● **The records**:
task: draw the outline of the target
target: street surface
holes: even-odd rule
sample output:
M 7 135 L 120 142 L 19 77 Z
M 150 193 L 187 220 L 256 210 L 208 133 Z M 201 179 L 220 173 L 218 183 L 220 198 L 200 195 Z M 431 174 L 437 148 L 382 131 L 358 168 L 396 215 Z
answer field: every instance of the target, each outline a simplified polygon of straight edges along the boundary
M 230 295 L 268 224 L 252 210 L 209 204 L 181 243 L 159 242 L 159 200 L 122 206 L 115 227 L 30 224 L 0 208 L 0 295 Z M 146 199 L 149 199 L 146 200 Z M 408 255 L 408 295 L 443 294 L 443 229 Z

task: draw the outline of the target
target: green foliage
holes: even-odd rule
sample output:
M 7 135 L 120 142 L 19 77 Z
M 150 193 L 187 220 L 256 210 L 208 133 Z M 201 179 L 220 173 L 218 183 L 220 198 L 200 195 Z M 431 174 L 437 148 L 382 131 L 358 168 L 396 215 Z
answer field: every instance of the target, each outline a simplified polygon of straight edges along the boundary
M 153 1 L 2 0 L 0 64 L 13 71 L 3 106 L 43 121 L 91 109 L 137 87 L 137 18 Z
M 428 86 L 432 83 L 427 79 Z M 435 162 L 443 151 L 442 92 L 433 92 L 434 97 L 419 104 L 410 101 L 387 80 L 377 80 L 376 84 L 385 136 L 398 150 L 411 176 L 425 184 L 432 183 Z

● **Aim of the exercise**: Put every line of the listing above into a Markdown table with two columns, Row and Entry, numbering the rows in sequence and leaving out blank lines.

● **Solved problem**:
| Row | Entry |
|---|---|
| 1 | task: draw the outline of the target |
| 2 | target: street surface |
| 3 | holes: even-odd rule |
| 4 | sample output: |
| 5 | M 7 135 L 120 142 L 19 77 Z |
| 6 | M 150 193 L 187 220 L 256 210 L 208 133 Z M 201 179 L 220 173 L 218 183 L 220 198 L 200 195 Z M 431 174 L 437 148 L 382 131 L 358 168 L 396 215 Z |
| 7 | answer field: every instance of the target, each outline a simplified polygon of straight edges along the boundary |
| 8 | M 230 295 L 268 224 L 252 210 L 209 204 L 181 243 L 159 242 L 159 200 L 122 206 L 115 227 L 30 224 L 0 208 L 0 295 Z M 146 199 L 149 199 L 146 200 Z M 408 255 L 408 295 L 443 294 L 443 229 Z |
| 9 | task: draw the outline of the target |
| 10 | target: green foliage |
| 11 | holes: even-odd rule |
| 12 | sample output: |
| 13 | M 7 135 L 120 142 L 19 77 Z |
| 14 | M 150 193 L 187 220 L 256 210 L 208 133 Z M 201 179 L 220 173 L 218 183 L 220 198 L 200 195 Z M 431 174 L 437 148 L 382 131 L 358 168 L 396 215 Z |
| 15 | answer field: every instance of the target, each outline a simplified polygon of straight edges along the boundary |
| 16 | M 153 1 L 2 0 L 0 64 L 13 71 L 3 106 L 43 121 L 91 109 L 137 87 L 137 18 Z |
| 17 | M 428 86 L 432 83 L 427 79 Z M 435 162 L 443 151 L 442 92 L 433 92 L 434 97 L 419 104 L 410 101 L 387 80 L 377 80 L 376 84 L 385 136 L 398 150 L 411 176 L 425 184 L 432 183 Z |